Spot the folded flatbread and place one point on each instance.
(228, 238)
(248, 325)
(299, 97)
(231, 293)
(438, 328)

▸ YOUR INSTRUCTIONS: Reproduce every line of the records above with no changes.

▸ RESPONSE TO THIS EXERCISE:
Spot the folded flatbread and place one point on each instance.
(228, 238)
(248, 325)
(299, 97)
(231, 293)
(438, 328)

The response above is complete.